_Short task A_: In the essay about curly hair and body shape, what did a boyfriend in Spain say the writer was like?
_Short task B_: Reproduce the essay about curly hair and body shape between "My bum has been" and "a Reubens’ painting.", inclusive.

For much of my life I felt that I’d been born in the wrong era. Cursed with curly hair, my teen years were spent in floods of tears because I looked like Charles II when everyone else had their hair like Sandie Shaw and Cathy McGowan, only to see it self-straighten to wavy when curly hair became fashionable. I have learned to live with it and tame it and at the moment, as I only have one hand, I’m wearing my ‘wash and go’ look. It’s now long enough to wear in a fashionable bun, too, should I be in Antigua where it’s hot and humid, or if I want to look smart.
My bum has been less easy to deal with. I first became aware that it was larger than the norm when my dad commented ‘She’s got the Spires’ arse,’ when I was wearing a new outfit at age 12. I hated it and was always glad that it was behind me so that I could, to all intents and purposes, ignore it. When I lived in Spain, it was feted by one boyfriend, who told me ‘you are like a beautiful guitar,’ and a Greek boyfriend positively luurved it! But, buying clothes has always been a chore – dresses a definite no-no when your hips are two dress sizes bigger than your bust. And then as I moved into middle age and put on weight, I developed the Sargeant- thighs from my mum to go with the Spires-arse. I felt that I would have been happier living in the sixteenth century where my cellulite and I could have been the subject of a Reubens’ painting.

_Provided material_:
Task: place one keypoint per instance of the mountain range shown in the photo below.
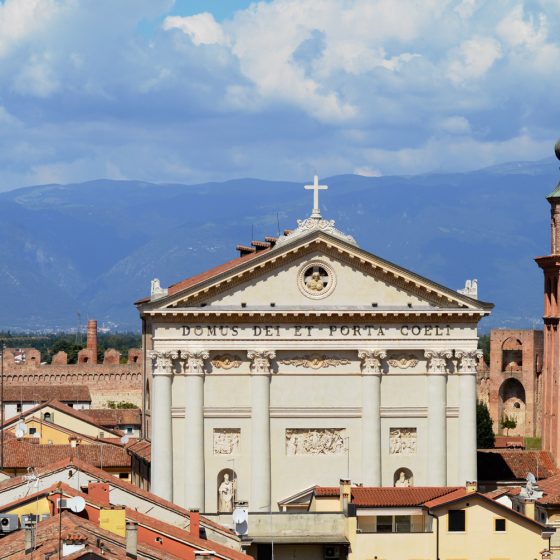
(92, 248)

_Correct answer A_: A beautiful guitar.

_Correct answer B_:
My bum has been less easy to deal with. I first became aware that it was larger than the norm when my dad commented ‘She’s got the Spires’ arse,’ when I was wearing a new outfit at age 12. I hated it and was always glad that it was behind me so that I could, to all intents and purposes, ignore it. When I lived in Spain, it was feted by one boyfriend, who told me ‘you are like a beautiful guitar,’ and a Greek boyfriend positively luurved it! But, buying clothes has always been a chore – dresses a definite no-no when your hips are two dress sizes bigger than your bust. And then as I moved into middle age and put on weight, I developed the Sargeant- thighs from my mum to go with the Spires-arse. I felt that I would have been happier living in the sixteenth century where my cellulite and I could have been the subject of a Reubens’ painting.